> Problem to work on: Display each line of the material below that contains the string "blanket", copying every such line in full.

— START OF Input rows —

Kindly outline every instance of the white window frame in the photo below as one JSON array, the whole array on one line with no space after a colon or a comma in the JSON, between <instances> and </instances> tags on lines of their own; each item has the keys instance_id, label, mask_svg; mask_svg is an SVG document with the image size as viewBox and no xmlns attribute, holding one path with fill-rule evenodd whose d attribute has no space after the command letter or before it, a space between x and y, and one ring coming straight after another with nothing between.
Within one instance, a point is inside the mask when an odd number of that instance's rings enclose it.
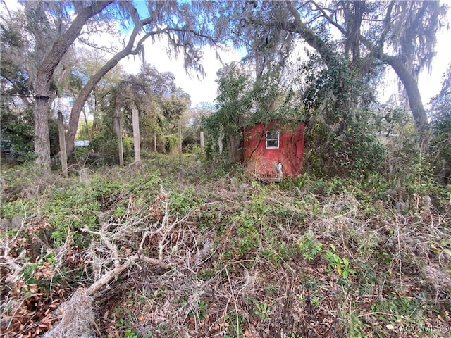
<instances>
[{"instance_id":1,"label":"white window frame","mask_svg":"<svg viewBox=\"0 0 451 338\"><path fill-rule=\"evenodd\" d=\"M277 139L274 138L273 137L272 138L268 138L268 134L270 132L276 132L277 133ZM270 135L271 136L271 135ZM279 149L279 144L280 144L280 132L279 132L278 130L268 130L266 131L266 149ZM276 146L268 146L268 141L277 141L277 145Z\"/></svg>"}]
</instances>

— END OF Input rows —
— START OF Input rows —

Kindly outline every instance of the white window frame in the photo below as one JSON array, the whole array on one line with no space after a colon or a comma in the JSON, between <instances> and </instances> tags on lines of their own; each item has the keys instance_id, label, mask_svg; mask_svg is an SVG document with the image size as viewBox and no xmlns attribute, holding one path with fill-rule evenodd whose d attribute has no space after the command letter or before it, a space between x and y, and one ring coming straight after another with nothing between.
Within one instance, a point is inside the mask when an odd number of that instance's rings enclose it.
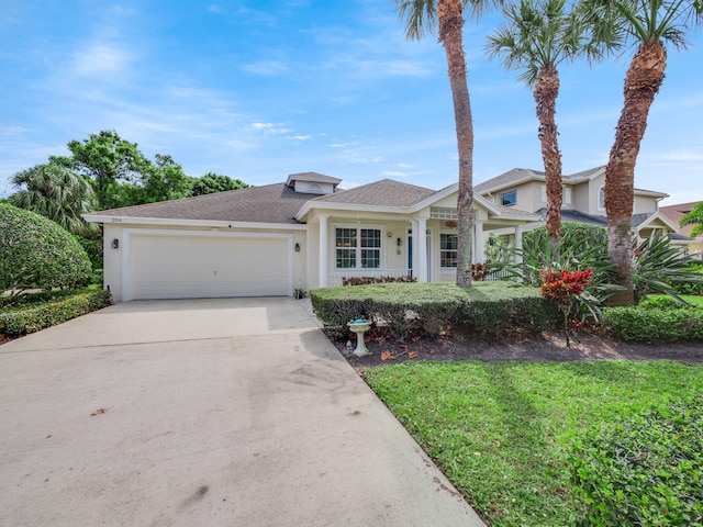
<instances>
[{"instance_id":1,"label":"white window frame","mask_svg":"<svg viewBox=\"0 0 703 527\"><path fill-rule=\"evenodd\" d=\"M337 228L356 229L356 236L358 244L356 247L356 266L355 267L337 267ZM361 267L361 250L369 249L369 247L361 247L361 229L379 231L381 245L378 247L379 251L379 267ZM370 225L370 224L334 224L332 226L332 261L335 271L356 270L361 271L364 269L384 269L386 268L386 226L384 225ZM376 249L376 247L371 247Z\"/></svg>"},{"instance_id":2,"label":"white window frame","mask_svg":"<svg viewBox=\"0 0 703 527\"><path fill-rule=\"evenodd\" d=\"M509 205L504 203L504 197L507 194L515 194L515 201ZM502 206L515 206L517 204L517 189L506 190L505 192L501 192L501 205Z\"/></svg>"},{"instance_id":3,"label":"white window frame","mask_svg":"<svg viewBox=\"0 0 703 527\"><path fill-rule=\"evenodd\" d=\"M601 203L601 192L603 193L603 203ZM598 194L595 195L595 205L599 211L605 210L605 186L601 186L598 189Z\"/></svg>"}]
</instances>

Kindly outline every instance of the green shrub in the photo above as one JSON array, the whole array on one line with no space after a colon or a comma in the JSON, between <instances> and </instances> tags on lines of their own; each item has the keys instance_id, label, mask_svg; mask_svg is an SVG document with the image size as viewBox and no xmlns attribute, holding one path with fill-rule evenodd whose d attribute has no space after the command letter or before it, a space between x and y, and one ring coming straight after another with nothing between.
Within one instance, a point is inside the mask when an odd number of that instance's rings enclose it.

— END OF Input rows —
— START OF Input rows —

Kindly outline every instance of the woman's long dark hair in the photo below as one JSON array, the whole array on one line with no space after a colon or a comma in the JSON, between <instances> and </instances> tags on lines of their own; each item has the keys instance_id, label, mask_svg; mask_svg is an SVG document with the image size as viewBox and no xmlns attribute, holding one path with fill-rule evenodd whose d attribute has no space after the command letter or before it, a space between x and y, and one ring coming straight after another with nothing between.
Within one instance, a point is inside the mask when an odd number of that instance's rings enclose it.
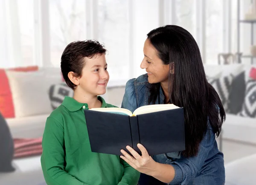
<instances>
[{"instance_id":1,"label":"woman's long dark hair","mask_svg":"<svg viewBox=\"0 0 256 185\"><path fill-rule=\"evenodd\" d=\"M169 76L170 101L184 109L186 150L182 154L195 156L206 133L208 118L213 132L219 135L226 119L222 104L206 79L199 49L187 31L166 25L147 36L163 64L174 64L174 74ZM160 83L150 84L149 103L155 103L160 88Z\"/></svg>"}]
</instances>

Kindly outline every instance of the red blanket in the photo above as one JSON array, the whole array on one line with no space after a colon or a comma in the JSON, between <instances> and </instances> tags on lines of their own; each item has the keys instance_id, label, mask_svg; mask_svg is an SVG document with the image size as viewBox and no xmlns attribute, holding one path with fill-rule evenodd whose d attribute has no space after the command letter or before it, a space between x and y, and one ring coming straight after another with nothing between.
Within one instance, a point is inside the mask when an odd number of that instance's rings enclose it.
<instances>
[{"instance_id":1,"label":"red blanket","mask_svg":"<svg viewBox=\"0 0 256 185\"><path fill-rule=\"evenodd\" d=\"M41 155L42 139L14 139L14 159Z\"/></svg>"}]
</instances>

— END OF Input rows —

> Answer to the task:
Kindly outline every instance of the red blanket in the photo above as one JSON array, the whole array on one line with no space after a colon or a comma in the JSON, between <instances> and </instances> tags on lines of their own; each item has the keys instance_id, label, mask_svg; mask_svg is an SVG document with the image size as viewBox and no xmlns attribute, holding one path with fill-rule evenodd whose d attribute has no space after the command letter or before it, a space between x and y, and one ring coming straight after another with nothing between.
[{"instance_id":1,"label":"red blanket","mask_svg":"<svg viewBox=\"0 0 256 185\"><path fill-rule=\"evenodd\" d=\"M41 155L42 139L14 139L14 159Z\"/></svg>"}]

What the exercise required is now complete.